*Information provided:*
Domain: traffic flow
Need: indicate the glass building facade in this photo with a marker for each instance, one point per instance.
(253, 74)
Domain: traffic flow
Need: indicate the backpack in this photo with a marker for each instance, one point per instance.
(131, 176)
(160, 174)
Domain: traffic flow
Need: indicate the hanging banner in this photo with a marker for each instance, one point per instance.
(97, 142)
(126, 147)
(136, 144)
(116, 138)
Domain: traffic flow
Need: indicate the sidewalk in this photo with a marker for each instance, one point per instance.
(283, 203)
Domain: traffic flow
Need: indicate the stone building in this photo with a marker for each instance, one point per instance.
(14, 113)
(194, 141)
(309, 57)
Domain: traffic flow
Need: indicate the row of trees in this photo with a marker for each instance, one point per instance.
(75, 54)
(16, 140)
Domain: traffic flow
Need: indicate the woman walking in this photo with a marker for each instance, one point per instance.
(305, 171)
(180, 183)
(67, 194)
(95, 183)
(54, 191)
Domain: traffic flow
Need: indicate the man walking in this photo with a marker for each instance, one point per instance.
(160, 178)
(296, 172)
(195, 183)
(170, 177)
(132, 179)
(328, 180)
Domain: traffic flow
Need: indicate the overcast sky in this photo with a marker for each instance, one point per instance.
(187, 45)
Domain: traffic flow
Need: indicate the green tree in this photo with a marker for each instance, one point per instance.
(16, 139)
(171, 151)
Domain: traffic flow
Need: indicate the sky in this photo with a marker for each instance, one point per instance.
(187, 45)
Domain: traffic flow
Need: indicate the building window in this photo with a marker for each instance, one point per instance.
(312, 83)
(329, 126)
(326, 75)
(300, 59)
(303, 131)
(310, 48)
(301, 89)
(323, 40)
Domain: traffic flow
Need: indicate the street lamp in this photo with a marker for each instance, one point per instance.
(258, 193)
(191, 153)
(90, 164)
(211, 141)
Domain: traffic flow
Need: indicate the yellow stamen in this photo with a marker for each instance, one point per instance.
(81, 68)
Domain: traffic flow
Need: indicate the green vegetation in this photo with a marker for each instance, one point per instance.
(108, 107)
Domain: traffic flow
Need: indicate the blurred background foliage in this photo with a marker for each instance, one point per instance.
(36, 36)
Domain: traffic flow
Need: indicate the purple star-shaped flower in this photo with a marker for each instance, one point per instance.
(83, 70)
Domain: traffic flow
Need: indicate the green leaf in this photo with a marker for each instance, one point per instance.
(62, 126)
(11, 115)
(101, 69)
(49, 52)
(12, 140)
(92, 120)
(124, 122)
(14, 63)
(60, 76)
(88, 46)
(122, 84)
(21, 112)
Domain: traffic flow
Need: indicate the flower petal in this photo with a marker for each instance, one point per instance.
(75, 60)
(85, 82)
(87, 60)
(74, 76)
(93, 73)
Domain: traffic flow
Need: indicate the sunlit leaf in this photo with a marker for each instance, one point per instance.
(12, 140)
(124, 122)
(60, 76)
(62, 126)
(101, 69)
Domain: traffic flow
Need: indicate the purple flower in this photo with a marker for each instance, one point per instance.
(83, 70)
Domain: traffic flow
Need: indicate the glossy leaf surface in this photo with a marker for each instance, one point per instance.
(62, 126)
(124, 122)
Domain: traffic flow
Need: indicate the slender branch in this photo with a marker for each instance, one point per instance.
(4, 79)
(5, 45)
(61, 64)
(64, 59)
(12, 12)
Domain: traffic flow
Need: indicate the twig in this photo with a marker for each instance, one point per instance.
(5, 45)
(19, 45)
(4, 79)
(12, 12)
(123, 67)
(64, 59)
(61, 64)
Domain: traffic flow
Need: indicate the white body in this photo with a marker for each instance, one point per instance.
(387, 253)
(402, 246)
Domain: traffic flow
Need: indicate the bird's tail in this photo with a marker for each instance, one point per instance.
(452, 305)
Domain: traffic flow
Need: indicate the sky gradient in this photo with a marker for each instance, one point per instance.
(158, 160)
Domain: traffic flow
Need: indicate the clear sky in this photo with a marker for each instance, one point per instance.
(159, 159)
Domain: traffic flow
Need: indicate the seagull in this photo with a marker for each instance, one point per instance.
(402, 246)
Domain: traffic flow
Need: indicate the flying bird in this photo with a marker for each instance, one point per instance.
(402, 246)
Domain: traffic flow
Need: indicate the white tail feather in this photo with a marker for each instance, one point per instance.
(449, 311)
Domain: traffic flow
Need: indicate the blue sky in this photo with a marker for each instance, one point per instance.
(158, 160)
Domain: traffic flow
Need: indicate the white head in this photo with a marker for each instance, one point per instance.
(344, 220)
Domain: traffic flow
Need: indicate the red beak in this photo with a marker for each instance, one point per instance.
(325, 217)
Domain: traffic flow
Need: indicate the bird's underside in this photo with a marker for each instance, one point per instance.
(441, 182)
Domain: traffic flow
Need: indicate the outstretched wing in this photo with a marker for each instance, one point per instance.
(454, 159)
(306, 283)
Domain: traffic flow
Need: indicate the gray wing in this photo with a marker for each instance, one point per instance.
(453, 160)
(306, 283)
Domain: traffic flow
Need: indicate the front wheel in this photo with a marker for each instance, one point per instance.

*Aim:* Write out every line of the material again, exactly as it reads.

*Expected answer:*
Domain: traffic flow
Need: indicate the glass building facade in this photo with a marker for each instance, one point per instance.
(253, 74)
Domain: traffic flow
Need: indicate the backpack in this photo with a marker for each instance, one point per instance.
(131, 176)
(160, 174)
Domain: traffic flow
Need: indicate the hanging banner in this photo with a marker for each instance, one point per instance.
(97, 142)
(126, 147)
(136, 144)
(116, 138)
Domain: traffic flow
Need: indicate the sidewalk in this photo with a marker for each instance, one point per instance.
(283, 203)
Domain: traffic flow
Need: indicate the stone building in this photo with a marker for each instance, one point per instance.
(14, 113)
(194, 141)
(309, 57)
Domain: traffic flow
Need: indicate the row of trees in this photo with a marker for each instance, one point per instance.
(75, 54)
(16, 140)
Domain: traffic flow
Need: indicate the woman walking in this photo with a marker for each instance, one point per instance.
(305, 171)
(180, 183)
(67, 194)
(95, 183)
(54, 191)
Domain: traffic flow
Need: indicate the man walking in this photo with a marker for each instance, one point per instance.
(160, 178)
(296, 172)
(195, 183)
(170, 177)
(132, 179)
(328, 180)
Domain: traffic flow
Need: indicate the overcast sky in this photo with a marker for each instance, one point per instance.
(187, 45)
Domain: traffic flow
Need: indicate the green tree in this photo with a marker for each instance, one point per instance.
(16, 139)
(171, 151)
Domain: traffic flow
Need: indicate the sky in this photo with a marker for each instance, one point per instance.
(187, 45)
Domain: traffic flow
Need: indicate the building window in this photo with a marker for each instance, one point per instance.
(312, 83)
(329, 126)
(326, 75)
(300, 59)
(303, 131)
(310, 48)
(301, 89)
(323, 40)
Domain: traffic flow
Need: indicate the street lamp in this photo with a marker for each instance, one point per instance.
(258, 193)
(191, 153)
(90, 164)
(211, 141)
Domain: traffic flow
Need: indicate the yellow stamen in this photo with a marker for each instance, one point per instance.
(81, 68)
Domain: traffic flow
Need: indicate the green vegetation in this photo with a marker for each instance, one point per instance.
(108, 107)
Domain: traffic flow
Need: indicate the blurred background foliage in this photo with a marker for each instance, one point per instance.
(36, 36)
Domain: traffic flow
Need: indicate the purple star-shaped flower in this photo with a marker for each instance, one point per instance.
(83, 70)
Domain: traffic flow
Need: indicate the green leaf in this photo with a marker for each instance, one point per instance.
(62, 126)
(11, 115)
(101, 69)
(49, 52)
(12, 140)
(92, 120)
(124, 122)
(14, 63)
(60, 76)
(88, 46)
(122, 84)
(21, 112)
Domain: traffic flow
Need: indicate the flower petal in this photo with a marker for each instance, one point per instance.
(75, 60)
(85, 82)
(87, 60)
(74, 76)
(93, 73)
Domain: traffic flow
Need: indicate the sunlit leaf in this photo with a marker for each instance, one point per instance.
(12, 140)
(124, 122)
(60, 76)
(62, 126)
(101, 69)
Domain: traffic flow
Need: indicate the purple flower in this photo with a marker for each instance, one point per instance.
(83, 70)
Domain: traffic flow
Need: indicate the glossy leaf surface in this photo with a marker for each instance, one point per instance.
(62, 126)
(124, 122)
Domain: traffic flow
Need: indicate the slender branch in this photo with a marker for each instance, one point per instance.
(4, 79)
(5, 45)
(61, 64)
(64, 59)
(12, 12)
Domain: traffic flow
Need: indicate the twig in this photo with a marker for each instance, one point per instance.
(5, 45)
(19, 45)
(4, 79)
(12, 12)
(123, 67)
(64, 59)
(61, 64)
Domain: traffic flow
Need: indicate the white body in this photo with a marker for each instance, one point per instance.
(387, 253)
(402, 246)
Domain: traffic flow
Need: indicate the bird's tail in this photo with a marker for each instance, one point per instance.
(452, 305)
Domain: traffic flow
Need: indicate the sky gradient in this photo with a marker for each instance, one point per instance.
(158, 160)
Domain: traffic flow
Need: indicate the clear sky in this photo with a marker for each instance, one point per instance.
(159, 159)
Domain: traffic flow
Need: indicate the seagull in this photo with a marker for each instance, one point per instance.
(402, 246)
Domain: traffic flow
Need: indicate the flying bird in this photo with a marker for each instance, one point per instance.
(402, 246)
Domain: traffic flow
Need: indicate the white tail feather in this photo with a marker for each instance, one point per instance.
(449, 311)
Domain: traffic flow
Need: indicate the blue sky in this photo with a marker for each instance, one point per instance.
(158, 160)
Domain: traffic flow
Need: indicate the white head in this photo with a marker for each instance, one point per instance.
(344, 220)
Domain: traffic flow
Need: indicate the red beak in this photo with a marker for each instance, one point per instance.
(325, 217)
Domain: traffic flow
Need: indicate the bird's underside in this photo with a marker for each instance, one point per instance.
(441, 182)
Domain: traffic flow
Need: indicate the outstretched wing in this photo with a marker for each instance, one point per instance.
(454, 159)
(306, 283)
Domain: traffic flow
Need: indicate the gray wing in this photo with a marker for each instance, one point per instance.
(453, 160)
(306, 283)
Domain: traffic flow
Need: indicate the front wheel in this photo with a marker for each instance, one point per instance.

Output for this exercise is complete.